**Task**
An exact copy of the listing is required.

**Records for processing**
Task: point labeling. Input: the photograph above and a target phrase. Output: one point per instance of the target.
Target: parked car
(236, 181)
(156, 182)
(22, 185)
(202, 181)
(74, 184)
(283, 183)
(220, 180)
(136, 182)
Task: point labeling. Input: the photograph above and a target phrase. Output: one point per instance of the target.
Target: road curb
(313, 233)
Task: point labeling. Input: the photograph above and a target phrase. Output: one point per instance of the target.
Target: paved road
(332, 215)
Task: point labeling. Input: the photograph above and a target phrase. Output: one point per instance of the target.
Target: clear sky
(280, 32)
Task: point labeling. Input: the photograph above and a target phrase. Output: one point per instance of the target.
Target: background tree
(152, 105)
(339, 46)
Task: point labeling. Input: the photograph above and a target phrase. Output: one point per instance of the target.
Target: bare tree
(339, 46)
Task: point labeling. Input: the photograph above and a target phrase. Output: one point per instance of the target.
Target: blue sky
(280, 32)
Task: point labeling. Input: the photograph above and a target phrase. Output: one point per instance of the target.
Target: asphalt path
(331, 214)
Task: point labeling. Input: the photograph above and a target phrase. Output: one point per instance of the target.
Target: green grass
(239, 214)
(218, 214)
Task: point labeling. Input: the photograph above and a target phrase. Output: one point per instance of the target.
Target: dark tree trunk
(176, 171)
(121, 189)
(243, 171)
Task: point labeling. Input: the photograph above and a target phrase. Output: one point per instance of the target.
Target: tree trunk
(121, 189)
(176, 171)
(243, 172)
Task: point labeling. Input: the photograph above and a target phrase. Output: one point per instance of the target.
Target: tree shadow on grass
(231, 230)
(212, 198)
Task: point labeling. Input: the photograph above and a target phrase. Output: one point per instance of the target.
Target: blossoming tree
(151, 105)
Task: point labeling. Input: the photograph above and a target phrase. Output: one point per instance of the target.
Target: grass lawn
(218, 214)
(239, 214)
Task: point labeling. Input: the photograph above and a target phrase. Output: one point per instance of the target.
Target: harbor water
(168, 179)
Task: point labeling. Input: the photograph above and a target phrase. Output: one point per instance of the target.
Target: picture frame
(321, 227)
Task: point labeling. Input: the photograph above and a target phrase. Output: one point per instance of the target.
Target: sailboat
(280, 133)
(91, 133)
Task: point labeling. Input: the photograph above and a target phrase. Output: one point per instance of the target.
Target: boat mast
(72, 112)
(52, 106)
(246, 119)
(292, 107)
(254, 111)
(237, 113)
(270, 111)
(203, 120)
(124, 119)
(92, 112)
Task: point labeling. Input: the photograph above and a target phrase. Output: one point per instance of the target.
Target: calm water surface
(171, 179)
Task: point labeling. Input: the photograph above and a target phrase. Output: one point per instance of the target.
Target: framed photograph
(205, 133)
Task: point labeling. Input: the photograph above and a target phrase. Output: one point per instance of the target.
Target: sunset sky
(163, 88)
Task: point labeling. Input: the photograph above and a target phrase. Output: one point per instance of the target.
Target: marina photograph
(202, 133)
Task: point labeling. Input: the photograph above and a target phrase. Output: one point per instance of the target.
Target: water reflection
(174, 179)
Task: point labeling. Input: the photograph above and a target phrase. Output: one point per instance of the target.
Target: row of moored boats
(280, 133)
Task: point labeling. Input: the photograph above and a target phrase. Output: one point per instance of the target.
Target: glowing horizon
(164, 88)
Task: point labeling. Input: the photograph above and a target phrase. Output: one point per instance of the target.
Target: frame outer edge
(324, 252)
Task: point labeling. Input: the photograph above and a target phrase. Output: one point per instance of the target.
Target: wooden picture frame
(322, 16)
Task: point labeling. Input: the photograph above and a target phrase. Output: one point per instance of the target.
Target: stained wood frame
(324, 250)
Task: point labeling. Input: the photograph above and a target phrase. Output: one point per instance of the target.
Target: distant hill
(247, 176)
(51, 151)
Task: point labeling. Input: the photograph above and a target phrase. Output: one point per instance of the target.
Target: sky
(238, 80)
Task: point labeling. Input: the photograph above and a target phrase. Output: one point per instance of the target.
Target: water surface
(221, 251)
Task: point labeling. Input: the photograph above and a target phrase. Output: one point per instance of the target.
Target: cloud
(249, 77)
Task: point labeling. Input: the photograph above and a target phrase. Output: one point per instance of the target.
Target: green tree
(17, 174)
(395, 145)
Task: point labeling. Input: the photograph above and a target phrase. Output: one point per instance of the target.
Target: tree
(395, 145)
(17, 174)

**Answer below**
Task: point labeling. Input: the photograph above and a target phrase. Output: one point per instance of the target.
Target: parked car
(236, 181)
(156, 182)
(22, 185)
(202, 181)
(74, 184)
(283, 183)
(220, 180)
(136, 182)
Task: point labeling. Input: the photograph above and a target phrase. Output: one point per instance of the target.
Target: road curb
(313, 233)
Task: point labeling. Input: the photograph above and a target phrase. Output: one point per instance of the target.
Target: paved road
(332, 215)
Task: point labeling. Input: the photograph above and a target phrase. Output: one point per instance of the target.
Target: clear sky
(280, 32)
Task: point labeling. Input: the photograph above and a target phrase. Output: one point per instance of the target.
Target: background tree
(152, 105)
(339, 46)
Task: point labeling. Input: the photograph above and a target phrase. Output: one point per instance of the target.
Target: bare tree
(339, 46)
Task: point labeling. Input: the photograph above and a target phrase. Output: one point per instance of the target.
Target: blue sky
(280, 32)
Task: point labeling. Input: the photograph above and a target phrase. Output: one point per instance of the target.
Target: asphalt path
(331, 214)
Task: point labeling. Input: the photograph above and a target phrase. Output: one point per instance of the target.
Target: green grass
(239, 214)
(218, 214)
Task: point labeling. Input: the photograph above and a target phrase. Output: one point per instance of the target.
Target: dark tree trunk
(176, 171)
(121, 189)
(243, 171)
Task: point labeling. Input: the photograph above and a target phrase. Output: one point per instance of the target.
Target: tree trunk
(121, 189)
(176, 171)
(243, 172)
Task: point labeling. Input: the photograph above and a target phrase. Output: one point per instance of the target.
Target: tree shadow on grass
(231, 230)
(212, 198)
Task: point labeling. Input: the photograph above and a target phrase. Output: one point per instance of the target.
Target: blossoming tree
(151, 105)
Task: point labeling. Input: the photograph above and a target phrase. Output: one point per instance of the target.
Target: grass lawn
(218, 214)
(239, 214)
Task: point labeling. Input: the photograph above and a target phrase. Output: one point per instance of the target.
Target: harbor water
(168, 179)
Task: point labeling. Input: the photograph above and a target phrase. Output: one point per instance of the target.
Target: picture frame
(321, 227)
Task: point labeling. Input: the photograph above and a target phrase. Output: one point per instance of the target.
Target: sailboat
(280, 133)
(91, 133)
Task: point labeling. Input: the photograph above and a target phrase. Output: one point per instance of the target.
Target: boat mast
(72, 112)
(52, 106)
(246, 119)
(292, 107)
(254, 111)
(237, 113)
(270, 111)
(203, 120)
(124, 119)
(92, 112)
Task: point labeling. Input: the photograph above and a target phrase. Output: one point per instance of the target.
Target: calm water surface
(171, 179)
Task: point labeling. Input: the photograph above and a target phrase. Output: one point per instance of the target.
Target: framed photograph
(205, 133)
Task: point labeling. Input: the photograph above and a target phrase. Output: one point per instance of the target.
Target: sunset sky
(163, 88)
Task: point labeling. Input: the photograph above and a target phrase. Output: one point per instance of the target.
Target: marina photograph
(202, 133)
Task: point labeling. Input: the photograph above and a target phrase. Output: one point per instance of the target.
Target: water reflection
(174, 179)
Task: point labeling. Input: the photograph above and a target phrase. Output: one point per instance of the target.
Target: row of moored boats
(280, 133)
Task: point labeling. Input: the photograph above and a target phrase. Output: one point per instance of the target.
Target: glowing horizon
(164, 88)
Task: point labeling. Input: the photograph above and a target phrase. Output: one point per instance of the target.
Target: frame outer edge
(324, 252)
Task: point labeling. Input: the photograph above and a target phrase. Output: one point per instance of the target.
Target: wooden picture frame
(322, 16)
Task: point labeling. Input: the photograph above and a target phrase. Output: one point per instance of the target.
Target: stained wood frame
(324, 250)
Task: point labeling. Input: the photograph above and a target phrase. Output: one point per instance of the target.
Target: distant hill
(247, 176)
(51, 151)
Task: point labeling. Input: the photograph above and a target phrase. Output: one point per instance of the target.
Target: sky
(238, 80)
Task: point labeling. Input: the photograph above and a target phrase. Output: one point per instance of the target.
Target: water surface
(221, 251)
Task: point labeling. Input: the photograph above and a target phrase. Output: one point per instance of the target.
Target: cloud
(249, 77)
Task: point labeling. Input: the photograph above and a target phrase. Output: one point per instance of the target.
Target: green tree
(17, 174)
(395, 145)
Task: point labeling. Input: the photograph above and a target phrase. Output: one point per instance of the target.
Target: tree
(395, 145)
(17, 174)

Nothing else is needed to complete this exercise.